------ Exercise input
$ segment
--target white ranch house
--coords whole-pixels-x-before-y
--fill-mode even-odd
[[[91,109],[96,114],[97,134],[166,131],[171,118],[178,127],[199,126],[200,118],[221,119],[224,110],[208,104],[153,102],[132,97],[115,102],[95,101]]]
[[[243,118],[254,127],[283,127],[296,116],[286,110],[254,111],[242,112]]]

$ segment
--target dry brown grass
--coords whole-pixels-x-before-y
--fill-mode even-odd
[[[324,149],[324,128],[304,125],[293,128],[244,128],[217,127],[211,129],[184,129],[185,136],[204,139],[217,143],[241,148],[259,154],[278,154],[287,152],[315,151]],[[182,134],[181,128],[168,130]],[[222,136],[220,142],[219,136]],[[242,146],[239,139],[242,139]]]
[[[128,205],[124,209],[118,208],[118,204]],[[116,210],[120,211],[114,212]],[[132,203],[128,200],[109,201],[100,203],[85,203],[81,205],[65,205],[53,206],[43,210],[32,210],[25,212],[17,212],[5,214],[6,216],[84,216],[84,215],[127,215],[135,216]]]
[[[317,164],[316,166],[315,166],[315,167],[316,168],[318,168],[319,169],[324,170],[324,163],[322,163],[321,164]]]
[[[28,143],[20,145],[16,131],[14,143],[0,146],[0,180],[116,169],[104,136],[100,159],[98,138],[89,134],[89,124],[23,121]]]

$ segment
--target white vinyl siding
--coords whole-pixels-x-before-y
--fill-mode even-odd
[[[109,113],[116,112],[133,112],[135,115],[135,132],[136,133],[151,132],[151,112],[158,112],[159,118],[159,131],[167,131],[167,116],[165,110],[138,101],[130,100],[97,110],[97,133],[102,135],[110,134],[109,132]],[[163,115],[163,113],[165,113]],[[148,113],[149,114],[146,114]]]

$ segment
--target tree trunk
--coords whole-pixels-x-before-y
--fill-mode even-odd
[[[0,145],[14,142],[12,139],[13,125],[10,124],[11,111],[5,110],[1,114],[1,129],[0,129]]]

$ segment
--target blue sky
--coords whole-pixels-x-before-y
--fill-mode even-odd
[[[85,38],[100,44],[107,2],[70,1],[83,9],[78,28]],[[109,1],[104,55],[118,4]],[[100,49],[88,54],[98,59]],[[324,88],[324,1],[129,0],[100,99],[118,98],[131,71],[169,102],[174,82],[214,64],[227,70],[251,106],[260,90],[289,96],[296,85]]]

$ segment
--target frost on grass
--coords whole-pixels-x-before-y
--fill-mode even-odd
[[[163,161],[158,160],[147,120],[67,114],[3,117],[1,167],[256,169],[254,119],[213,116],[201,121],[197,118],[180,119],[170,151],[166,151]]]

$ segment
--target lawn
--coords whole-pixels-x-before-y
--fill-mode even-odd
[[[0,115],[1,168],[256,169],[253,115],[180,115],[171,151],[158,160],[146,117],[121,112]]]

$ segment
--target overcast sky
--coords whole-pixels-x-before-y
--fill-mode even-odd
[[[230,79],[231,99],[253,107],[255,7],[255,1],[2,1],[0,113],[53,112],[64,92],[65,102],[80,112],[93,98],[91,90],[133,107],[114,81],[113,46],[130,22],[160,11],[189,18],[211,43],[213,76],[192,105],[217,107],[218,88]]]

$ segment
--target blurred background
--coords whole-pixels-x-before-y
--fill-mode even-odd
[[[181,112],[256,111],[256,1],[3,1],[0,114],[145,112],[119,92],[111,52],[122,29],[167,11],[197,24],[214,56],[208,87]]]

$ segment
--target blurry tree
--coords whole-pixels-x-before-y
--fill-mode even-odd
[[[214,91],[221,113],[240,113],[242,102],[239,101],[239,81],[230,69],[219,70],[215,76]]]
------------
• Problem: Pick out every line in the data above that contains the string "target". Case counts.

• Exercise output:
--target white ranch house
--target dry brown grass
--target white vinyl siding
--target tree trunk
--target blue sky
--target frost on grass
--target lawn
--target overcast sky
--target blurred background
--target blurry tree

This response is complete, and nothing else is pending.